Prompt
Reproduce the items from the line containing "In this exercise you will locate the wooden ceiling" through the line containing "<point>73,102</point>", both ends included. Keep the instruction line unchanged and adjust every coordinate value in the answers by -15.

Stored records:
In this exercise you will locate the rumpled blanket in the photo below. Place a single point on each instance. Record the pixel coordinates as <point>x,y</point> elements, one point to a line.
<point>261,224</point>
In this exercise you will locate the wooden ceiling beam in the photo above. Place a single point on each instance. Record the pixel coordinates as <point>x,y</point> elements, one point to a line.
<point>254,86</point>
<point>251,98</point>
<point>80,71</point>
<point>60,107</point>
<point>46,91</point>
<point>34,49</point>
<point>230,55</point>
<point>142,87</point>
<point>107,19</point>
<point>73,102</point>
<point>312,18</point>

---

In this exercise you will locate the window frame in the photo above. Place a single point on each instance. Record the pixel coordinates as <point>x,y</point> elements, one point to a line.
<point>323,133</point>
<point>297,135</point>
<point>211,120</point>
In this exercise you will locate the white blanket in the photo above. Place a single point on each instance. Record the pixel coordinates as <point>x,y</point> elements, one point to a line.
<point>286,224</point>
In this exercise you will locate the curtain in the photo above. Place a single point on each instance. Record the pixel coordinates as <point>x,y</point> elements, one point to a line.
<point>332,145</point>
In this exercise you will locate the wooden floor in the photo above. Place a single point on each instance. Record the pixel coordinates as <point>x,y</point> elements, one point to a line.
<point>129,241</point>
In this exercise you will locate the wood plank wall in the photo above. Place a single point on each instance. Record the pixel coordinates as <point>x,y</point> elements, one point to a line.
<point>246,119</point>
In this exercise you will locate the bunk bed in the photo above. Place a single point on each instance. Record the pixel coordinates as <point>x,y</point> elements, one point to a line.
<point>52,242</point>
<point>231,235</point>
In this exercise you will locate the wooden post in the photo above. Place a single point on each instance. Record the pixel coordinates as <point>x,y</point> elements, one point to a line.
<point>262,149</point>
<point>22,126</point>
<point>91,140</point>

The completed task
In this exercise you will locate the wooden ceiling beam in the photo above. Place a single point on each instance. Record the pixel coordinates as <point>x,y</point> elements, one point to a line.
<point>239,71</point>
<point>236,83</point>
<point>65,56</point>
<point>45,92</point>
<point>31,76</point>
<point>19,34</point>
<point>215,40</point>
<point>127,72</point>
<point>92,4</point>
<point>58,87</point>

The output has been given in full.